** WHAT IS REQUIRED **
Gather every line below that contains the word "ranunculus" and copy each one in full.

^^^^

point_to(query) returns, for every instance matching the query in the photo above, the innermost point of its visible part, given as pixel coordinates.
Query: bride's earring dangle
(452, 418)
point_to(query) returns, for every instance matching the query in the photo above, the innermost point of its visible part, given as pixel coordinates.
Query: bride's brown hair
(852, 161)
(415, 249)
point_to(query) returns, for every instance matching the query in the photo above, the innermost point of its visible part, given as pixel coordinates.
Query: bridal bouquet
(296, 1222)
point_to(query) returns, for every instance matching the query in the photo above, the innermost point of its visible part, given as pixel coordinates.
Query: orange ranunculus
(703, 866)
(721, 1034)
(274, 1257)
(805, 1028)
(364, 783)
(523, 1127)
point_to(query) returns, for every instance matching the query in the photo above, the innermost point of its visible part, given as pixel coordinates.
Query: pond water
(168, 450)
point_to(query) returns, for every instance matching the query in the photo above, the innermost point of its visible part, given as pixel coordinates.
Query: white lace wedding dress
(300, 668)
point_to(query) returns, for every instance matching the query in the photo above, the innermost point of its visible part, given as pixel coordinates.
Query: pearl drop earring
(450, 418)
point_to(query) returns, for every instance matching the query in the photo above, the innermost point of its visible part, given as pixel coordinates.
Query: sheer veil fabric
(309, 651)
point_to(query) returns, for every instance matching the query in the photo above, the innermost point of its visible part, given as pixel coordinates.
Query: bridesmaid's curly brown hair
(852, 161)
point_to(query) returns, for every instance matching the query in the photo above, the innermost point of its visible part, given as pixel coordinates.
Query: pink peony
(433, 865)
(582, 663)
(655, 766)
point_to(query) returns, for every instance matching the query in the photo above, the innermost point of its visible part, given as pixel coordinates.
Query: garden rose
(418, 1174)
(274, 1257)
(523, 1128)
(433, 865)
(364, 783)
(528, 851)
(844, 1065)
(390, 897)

^^^^

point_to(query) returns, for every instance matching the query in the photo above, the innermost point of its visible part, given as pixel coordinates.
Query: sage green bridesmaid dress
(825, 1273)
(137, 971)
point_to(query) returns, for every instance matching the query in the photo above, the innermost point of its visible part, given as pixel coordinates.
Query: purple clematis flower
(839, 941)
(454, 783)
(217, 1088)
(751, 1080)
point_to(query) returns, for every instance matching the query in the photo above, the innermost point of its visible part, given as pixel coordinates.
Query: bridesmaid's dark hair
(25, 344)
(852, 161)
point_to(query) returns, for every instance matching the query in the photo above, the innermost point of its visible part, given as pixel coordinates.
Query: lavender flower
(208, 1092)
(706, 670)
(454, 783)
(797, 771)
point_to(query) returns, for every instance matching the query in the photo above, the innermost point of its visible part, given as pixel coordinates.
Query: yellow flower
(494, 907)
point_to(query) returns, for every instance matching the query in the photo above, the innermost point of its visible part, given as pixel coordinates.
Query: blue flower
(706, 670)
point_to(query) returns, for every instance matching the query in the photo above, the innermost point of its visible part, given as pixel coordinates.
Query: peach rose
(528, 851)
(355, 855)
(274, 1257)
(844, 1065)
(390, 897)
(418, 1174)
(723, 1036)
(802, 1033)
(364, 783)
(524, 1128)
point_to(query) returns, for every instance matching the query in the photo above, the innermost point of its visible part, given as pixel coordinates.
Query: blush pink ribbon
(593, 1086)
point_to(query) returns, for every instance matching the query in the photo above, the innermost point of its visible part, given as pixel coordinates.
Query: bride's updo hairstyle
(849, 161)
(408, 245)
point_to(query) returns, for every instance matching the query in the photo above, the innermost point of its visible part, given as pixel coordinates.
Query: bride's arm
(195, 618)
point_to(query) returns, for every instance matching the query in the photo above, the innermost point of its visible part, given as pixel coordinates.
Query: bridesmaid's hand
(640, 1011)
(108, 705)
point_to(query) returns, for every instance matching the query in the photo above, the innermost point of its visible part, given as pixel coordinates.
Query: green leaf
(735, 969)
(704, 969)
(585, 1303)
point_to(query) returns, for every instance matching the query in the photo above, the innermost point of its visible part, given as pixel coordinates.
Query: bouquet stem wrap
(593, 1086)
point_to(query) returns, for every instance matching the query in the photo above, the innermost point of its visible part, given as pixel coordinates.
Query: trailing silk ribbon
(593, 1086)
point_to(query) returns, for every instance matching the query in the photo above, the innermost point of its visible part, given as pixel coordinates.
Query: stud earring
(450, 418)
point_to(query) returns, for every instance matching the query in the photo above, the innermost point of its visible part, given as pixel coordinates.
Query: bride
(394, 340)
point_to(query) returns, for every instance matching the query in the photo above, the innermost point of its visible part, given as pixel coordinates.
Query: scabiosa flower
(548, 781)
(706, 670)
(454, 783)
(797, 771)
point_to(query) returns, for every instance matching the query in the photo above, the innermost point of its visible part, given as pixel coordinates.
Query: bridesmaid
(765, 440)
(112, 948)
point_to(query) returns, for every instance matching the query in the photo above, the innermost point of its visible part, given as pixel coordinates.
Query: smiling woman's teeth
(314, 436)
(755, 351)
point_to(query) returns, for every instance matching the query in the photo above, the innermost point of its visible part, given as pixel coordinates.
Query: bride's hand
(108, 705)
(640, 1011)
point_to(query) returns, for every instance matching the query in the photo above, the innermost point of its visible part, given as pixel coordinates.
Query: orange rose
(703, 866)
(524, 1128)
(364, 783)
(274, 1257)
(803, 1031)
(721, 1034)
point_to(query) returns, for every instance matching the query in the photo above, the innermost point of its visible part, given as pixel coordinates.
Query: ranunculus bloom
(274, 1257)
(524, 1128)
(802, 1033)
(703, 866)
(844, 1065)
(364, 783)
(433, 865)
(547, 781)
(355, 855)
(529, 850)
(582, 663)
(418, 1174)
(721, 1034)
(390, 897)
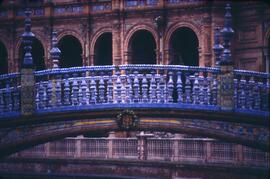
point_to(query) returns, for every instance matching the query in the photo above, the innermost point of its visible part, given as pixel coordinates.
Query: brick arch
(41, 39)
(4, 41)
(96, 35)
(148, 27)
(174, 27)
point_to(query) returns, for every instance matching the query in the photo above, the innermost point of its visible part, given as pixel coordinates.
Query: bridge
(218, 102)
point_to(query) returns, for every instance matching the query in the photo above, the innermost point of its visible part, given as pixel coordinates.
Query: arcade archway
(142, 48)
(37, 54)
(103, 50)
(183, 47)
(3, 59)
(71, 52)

^^^^

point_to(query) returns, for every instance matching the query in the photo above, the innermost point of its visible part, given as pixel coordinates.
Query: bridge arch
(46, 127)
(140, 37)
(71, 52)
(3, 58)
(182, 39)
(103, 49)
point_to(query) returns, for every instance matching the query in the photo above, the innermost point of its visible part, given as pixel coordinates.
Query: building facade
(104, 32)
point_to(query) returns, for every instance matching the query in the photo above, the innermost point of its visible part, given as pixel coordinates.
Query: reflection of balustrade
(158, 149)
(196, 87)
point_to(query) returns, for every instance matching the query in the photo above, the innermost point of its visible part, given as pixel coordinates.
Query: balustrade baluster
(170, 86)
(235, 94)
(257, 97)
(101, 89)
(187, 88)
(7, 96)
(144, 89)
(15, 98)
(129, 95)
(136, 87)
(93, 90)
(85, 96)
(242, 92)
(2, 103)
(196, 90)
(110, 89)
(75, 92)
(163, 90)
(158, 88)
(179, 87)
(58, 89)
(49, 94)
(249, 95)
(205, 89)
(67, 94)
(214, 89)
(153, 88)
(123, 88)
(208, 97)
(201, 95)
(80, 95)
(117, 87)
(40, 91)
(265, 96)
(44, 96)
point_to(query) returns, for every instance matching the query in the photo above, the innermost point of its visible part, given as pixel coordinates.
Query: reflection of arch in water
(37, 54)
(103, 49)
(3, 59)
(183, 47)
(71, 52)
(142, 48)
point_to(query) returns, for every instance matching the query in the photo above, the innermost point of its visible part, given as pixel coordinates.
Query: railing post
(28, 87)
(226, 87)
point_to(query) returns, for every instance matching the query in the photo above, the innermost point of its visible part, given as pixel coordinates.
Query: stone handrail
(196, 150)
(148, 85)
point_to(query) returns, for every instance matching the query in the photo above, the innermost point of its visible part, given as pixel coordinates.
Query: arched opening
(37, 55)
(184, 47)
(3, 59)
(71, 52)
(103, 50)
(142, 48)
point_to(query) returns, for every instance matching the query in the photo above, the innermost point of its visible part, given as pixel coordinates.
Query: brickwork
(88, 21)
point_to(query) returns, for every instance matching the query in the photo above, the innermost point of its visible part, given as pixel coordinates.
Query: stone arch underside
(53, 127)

^^^^

** SOLUTION FOR THIS EXERCISE **
Query: orange ranunculus
Query: ranunculus bloom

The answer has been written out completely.